TEXT -

((

In a rather different vein, yet still very very British, is Charles Todd's Ian Rutledge series. Classic village mysteries starring Rutledge and his hant, Hamish. The conceit of Rutledge's WW1-generated shell shock manifesting itself as a the ghost of a man whom he executed for dereliction of duty is inventive, proper in an English way, and just shivery enough to keep you on guard as you read. Here's an interview with Rutledge himself.  One must drink gallons of tea while reading an Ian Rutledge novel., and look forward to thick buttered toast served in farmhouse kitchens. None of the anglophilic pleasure of these books is diminished by the realization that Charles Todd is actually a mother-and-son writing team living in North Carolina.  What fun they must have researching and writing these novels. 

I don't think those creepy ones set in the English churches count here, Phil Rickman's Merrily Watkins series. The premise is that Merrily, the parish priest in a postcard perfect English village, is also an exorcist of sorts (although that term is a bit dramatic for the locals), and apparently there is loads of dark and evil stuff just sitting under that picturesque frosting, with which Merrily must do regular battle. They grabbed my attention for a while but ultimately I found them providing not so much a frisson of creepiness but a shrug of depression.  Lighten up, people.
Ian Rankin is a fave author among those who follow British crime, and I've just read the first in his John Rebus series, Knots and Crosses. Edinburgh this time (so, technically not a Brit but let's call it the UK until they get that indepedence vote), and again working the theme of exposing-the-dark-underside-of-a-beloved-city, a bit like Rickman above.  But while Rankin's Rebus is as depressed a detective as one can run across in this literature (maybe only surpassed by Kurt Wallander), he's a little nastier than Merrily Watkins, and since you can't blame the bad stuff on the underworld or the afterworld or whatever they call it in the border country, the story is far more compelling.  It is also better-written.  I look forward to reading more of these.

))

Dataset entries about object locations:
((

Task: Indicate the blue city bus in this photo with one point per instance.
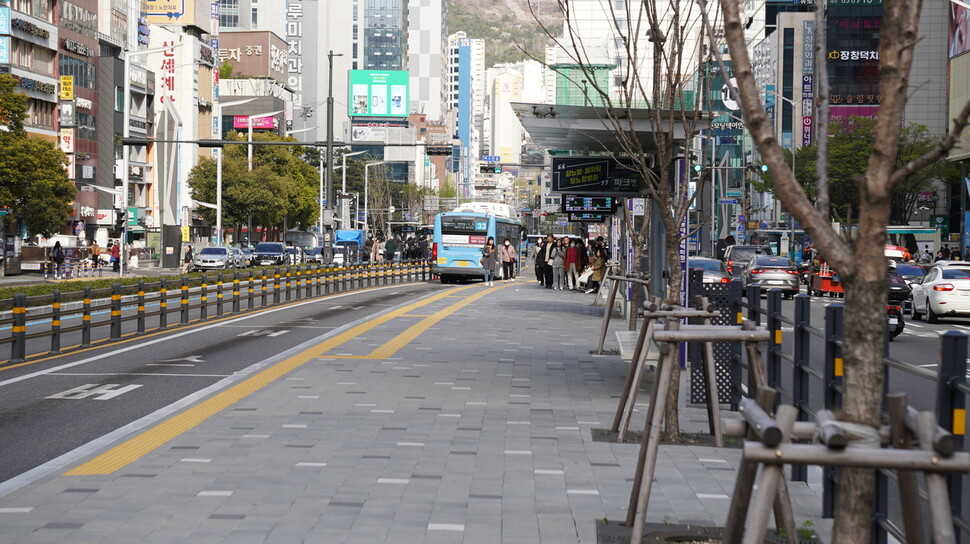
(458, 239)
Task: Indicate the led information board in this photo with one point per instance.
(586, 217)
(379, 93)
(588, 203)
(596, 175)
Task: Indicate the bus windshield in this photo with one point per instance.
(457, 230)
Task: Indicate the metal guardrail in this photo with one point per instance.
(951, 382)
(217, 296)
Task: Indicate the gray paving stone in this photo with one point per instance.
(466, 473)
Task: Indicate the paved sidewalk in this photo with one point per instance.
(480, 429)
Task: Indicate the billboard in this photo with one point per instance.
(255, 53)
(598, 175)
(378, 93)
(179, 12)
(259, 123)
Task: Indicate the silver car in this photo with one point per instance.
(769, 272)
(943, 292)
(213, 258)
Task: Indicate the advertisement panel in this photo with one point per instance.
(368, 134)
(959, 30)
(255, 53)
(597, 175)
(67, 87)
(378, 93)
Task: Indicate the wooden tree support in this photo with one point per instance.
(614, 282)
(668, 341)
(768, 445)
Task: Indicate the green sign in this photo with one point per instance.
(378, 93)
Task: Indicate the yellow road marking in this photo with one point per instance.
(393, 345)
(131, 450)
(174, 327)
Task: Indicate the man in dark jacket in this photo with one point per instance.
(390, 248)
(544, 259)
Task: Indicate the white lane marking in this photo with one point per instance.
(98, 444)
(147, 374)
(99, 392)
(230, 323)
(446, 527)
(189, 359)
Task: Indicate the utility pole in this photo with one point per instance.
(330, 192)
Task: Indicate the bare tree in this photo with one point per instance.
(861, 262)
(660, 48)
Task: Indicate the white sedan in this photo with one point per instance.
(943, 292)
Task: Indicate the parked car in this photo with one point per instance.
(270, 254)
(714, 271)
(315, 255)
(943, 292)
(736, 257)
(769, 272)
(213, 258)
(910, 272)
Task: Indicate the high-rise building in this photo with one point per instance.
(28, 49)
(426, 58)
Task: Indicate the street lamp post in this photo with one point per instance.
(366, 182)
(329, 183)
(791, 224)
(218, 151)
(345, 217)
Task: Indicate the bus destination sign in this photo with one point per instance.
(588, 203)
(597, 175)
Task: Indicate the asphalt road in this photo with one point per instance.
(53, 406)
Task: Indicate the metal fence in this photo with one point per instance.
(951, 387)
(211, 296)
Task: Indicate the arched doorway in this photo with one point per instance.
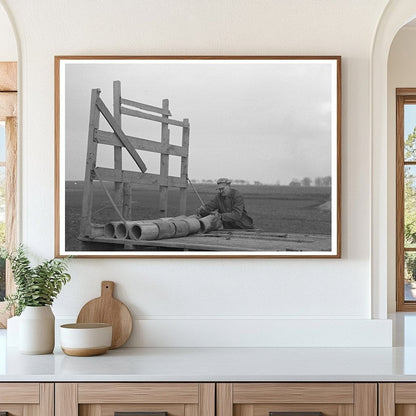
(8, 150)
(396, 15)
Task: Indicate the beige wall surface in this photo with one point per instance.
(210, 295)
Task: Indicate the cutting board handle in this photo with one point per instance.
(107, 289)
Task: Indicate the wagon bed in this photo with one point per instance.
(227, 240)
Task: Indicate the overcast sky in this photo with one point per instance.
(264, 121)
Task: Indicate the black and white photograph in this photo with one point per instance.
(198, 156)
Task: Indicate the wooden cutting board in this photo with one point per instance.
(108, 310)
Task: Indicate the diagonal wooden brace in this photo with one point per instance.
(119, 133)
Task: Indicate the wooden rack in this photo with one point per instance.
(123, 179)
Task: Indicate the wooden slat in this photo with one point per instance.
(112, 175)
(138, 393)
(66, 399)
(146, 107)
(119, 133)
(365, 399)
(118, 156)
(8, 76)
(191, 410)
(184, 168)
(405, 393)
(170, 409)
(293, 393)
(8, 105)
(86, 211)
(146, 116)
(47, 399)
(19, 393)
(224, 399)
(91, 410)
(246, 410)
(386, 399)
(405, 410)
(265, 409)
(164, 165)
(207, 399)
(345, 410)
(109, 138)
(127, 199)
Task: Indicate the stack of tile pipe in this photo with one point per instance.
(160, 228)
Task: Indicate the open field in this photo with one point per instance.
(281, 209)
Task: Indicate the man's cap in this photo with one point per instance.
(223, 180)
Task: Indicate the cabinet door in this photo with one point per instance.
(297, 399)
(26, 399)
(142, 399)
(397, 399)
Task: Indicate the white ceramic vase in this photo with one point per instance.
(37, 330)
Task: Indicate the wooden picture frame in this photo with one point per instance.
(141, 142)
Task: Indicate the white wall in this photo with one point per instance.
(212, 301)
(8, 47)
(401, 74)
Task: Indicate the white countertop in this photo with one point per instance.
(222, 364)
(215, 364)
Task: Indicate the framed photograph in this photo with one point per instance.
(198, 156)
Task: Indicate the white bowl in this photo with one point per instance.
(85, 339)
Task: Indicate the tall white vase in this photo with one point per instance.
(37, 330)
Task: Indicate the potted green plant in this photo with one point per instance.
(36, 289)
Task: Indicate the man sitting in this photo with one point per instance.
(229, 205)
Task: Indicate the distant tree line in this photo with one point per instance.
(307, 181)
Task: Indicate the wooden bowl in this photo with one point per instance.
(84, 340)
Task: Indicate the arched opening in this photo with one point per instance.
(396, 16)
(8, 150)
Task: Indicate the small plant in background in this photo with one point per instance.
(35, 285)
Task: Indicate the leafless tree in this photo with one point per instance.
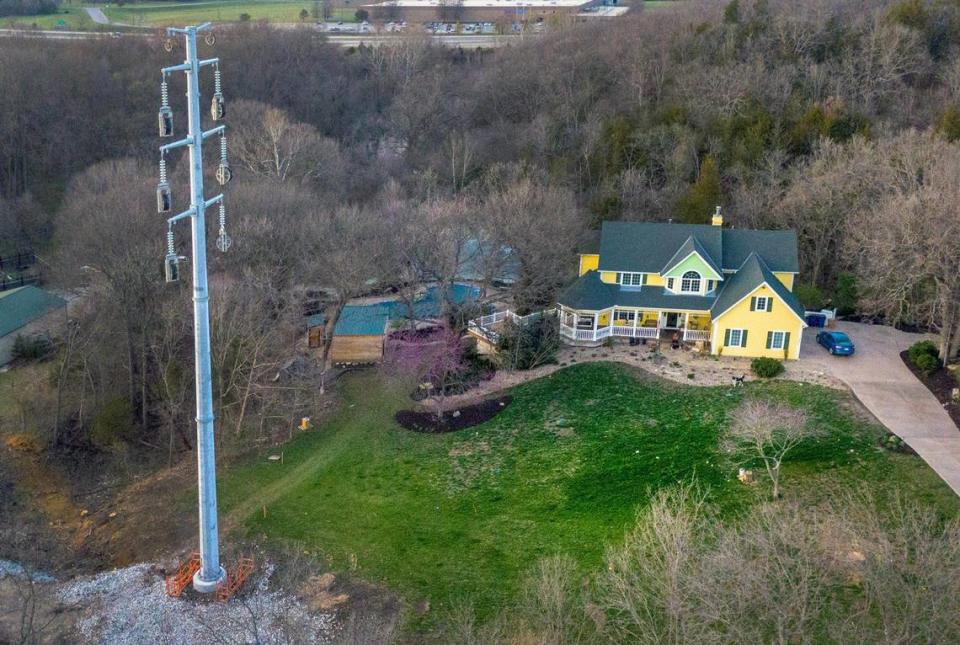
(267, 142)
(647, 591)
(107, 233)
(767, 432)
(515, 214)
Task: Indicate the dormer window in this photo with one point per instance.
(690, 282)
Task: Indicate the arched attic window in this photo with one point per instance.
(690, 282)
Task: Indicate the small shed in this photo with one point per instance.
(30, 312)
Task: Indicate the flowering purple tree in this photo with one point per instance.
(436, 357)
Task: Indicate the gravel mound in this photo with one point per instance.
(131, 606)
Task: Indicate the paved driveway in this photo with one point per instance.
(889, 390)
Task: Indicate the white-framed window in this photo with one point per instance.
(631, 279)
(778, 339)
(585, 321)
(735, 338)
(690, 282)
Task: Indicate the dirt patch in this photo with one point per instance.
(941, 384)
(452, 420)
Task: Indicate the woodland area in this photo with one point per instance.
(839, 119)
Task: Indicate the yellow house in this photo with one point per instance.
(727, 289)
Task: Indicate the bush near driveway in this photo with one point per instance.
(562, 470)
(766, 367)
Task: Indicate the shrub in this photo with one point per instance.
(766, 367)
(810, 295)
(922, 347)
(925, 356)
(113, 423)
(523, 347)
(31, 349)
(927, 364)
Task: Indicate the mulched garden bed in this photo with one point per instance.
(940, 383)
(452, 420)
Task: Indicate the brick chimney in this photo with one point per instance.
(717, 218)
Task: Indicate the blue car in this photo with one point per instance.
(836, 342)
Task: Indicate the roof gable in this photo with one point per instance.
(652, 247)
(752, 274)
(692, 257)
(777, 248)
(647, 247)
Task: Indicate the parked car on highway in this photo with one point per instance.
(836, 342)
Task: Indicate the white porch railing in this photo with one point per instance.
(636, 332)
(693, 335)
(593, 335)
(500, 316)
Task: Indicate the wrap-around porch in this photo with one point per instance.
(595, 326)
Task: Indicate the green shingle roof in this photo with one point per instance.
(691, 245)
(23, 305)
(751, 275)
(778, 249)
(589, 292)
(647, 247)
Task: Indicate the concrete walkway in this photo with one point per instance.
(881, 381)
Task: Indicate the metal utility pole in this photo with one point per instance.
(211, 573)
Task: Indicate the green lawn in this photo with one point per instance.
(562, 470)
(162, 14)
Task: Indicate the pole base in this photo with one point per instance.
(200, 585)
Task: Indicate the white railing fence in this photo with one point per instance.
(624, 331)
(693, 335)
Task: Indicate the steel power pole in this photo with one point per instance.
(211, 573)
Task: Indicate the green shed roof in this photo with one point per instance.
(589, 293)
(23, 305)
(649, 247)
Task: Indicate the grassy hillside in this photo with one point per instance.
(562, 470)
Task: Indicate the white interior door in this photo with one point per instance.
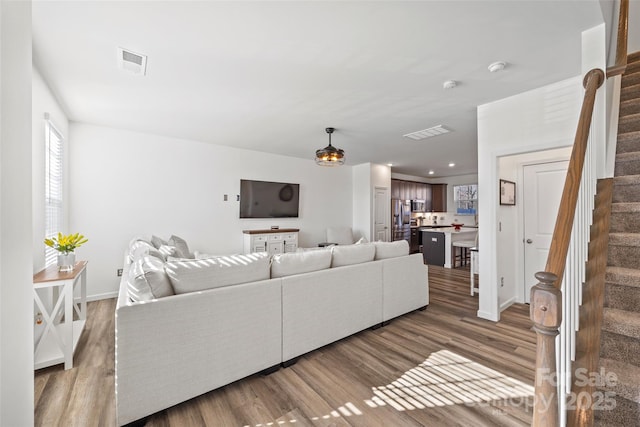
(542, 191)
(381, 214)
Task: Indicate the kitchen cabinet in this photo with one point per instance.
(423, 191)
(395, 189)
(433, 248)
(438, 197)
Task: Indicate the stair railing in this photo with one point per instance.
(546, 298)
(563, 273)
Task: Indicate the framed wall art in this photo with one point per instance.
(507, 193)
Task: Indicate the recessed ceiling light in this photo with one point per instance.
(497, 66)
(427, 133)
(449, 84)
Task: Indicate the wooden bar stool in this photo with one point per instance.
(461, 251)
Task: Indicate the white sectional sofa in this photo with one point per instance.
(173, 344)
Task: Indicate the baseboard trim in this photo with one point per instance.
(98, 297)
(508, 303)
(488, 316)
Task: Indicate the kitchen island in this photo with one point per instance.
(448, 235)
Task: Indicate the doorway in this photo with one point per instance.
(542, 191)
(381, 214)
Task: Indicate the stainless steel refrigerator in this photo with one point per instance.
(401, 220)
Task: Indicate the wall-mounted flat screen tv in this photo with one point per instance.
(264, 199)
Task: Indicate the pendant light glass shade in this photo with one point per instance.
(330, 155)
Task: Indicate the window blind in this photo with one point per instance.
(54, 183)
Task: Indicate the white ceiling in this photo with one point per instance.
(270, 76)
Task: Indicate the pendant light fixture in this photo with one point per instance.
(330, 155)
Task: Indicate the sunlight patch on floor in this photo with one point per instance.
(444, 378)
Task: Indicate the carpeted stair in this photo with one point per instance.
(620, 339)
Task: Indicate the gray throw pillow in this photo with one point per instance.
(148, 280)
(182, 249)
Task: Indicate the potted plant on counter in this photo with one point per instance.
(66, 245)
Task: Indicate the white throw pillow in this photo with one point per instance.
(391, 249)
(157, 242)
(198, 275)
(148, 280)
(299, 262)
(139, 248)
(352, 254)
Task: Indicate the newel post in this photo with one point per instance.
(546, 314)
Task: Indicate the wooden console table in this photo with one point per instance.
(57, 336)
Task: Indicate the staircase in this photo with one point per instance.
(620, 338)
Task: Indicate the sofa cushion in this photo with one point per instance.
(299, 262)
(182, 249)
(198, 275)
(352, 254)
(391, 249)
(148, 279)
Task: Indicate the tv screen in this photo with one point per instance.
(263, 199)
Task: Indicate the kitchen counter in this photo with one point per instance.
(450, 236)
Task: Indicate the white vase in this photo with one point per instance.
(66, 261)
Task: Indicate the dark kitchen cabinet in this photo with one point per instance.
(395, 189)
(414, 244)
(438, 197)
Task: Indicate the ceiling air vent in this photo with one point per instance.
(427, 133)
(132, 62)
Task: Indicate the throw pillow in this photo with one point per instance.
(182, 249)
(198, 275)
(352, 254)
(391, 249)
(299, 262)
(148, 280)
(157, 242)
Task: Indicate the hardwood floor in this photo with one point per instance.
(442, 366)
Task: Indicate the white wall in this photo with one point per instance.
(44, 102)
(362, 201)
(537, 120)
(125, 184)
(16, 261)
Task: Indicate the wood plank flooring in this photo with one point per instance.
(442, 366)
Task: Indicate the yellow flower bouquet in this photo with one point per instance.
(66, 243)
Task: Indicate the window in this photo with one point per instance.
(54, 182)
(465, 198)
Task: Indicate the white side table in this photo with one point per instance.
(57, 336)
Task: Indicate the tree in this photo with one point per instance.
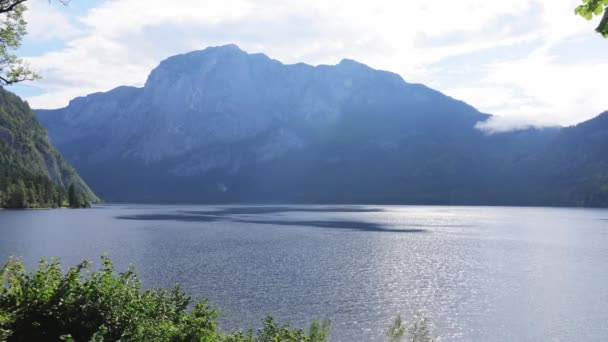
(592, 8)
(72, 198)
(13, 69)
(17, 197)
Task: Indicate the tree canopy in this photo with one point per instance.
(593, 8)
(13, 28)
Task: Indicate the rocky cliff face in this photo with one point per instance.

))

TO BE DONE -
(1) Answer these questions from the review of British mystery series:
(a) Who is the writer Charles Todd actually?
(b) What is Merrily Watkins's job in her village?
(c) What is the title of the first John Rebus book?
(2) For each statement, say yes or no depending on whether the review of British mystery series agrees with it, and quote the words that decide it.
(a) Rutledge's shell shock shows up as the ghost of a man he executed.
(b) The reviewer found the Merrily Watkins books more and more thrilling over time.
(c) The John Rebus series is set in Edinburgh.
(3) Write the next part of the review of British mystery series, picking up after its final sentence.
These entries were taken from a separate source.

TASK RESPONSES -
(1)
(a) A mother-and-son writing team living in North Carolina.
(b) She is the parish priest in a postcard perfect English village and also an exorcist of sorts.
(c) Knots and Crosses.

(2)
(a) Yes: "the ghost of a man whom he executed for dereliction of duty"
(b) No: "ultimately I found them providing not so much a frisson of creepiness but a shrug of depression"
(c) Yes: "Edinburgh this time"

(3)
And finally, in a complete departure from Rebus, I recently read Charles Finch's A Beautiful Blue Death, the first in a series starring a Victorian gentleman sleuth named Charles Lenox.  Here we are back in England in her glory days, height of the Empire, country houses, urban gin pots, lords and ladies, etc.  It could all be a bit twee, but just when it threatens to settle into costume drama, Finch manages to move the plot along with a brisk twist, and he's a pretty good writer for a Yalie.  I confess a certain pleasure at settling in with Lenox this winter, since his genuine delight in a good cup of tea in front a roaring fire is so very evident from the start.  I could do with less of his lady friend, since it is only her wealth and station that permits her to operate so independently (his too, for that matter), so readers who are offended by class-consciousness should look elsewhere for their 19th sleuthing. 

This is obviously a very short list.  Ranking them on a pure enjoyment scale, I'd probably say Fowler, Todd, Rankin, Lenox.  Writing-wise, mybe Rankin would top this list.  Fowler and Todd have new ones out or coming out, and I want to read more Rankin and Benjamin Black (if we include Scotland here, maybe Ireland?).  That's going to be a lot of tea.

Update:  I'm realizing that I left a couple off of here.  John Lawton's Frederick Troy series gets a lot of love from the critics, I gather.  I read Second Violin, which is the sixth book in the series, although it offers the backstory for all the others, so one can read it first.  Didn't take to it - too many plot lines, cliffhanger-y chapters, and a hero who has a lot gals on strings.  It felt much shallower than I had thought it would.  Still, people love these, so maybe I'll try another someday. 

Finally, I tried out Peter Lovesey's Peter Diamond series, set in Bath, England, with The Last Detective.  Another that really didn't stick.  Diamond is supposed to be hard-boiled and gruff, but doesn't really have any other character traits as far as I can tell, and lacks the introspection of other hard-boiled but more complicated detectives such as John Rebus or Salvo Montalbano. 

Saturday, February 11, 2012

Bamboo and Blood

It is hard to imagine, if you think about it, that life in North Korea is really as bleak as we hear.  Come on, this is the developed world!  Between those two screaming economies of China and South Korea!  Korea, for chrissakes, that place is on fire culturally, economically, educationally, you name it.  Surely there is some seepage over the border, it can't be THAT bad. 


This is a famous image, a satellite view of the two Koreas, at night.  The big dark patch is North Korea.  You can find the picture all over the internets; this copy is from thestranger.com.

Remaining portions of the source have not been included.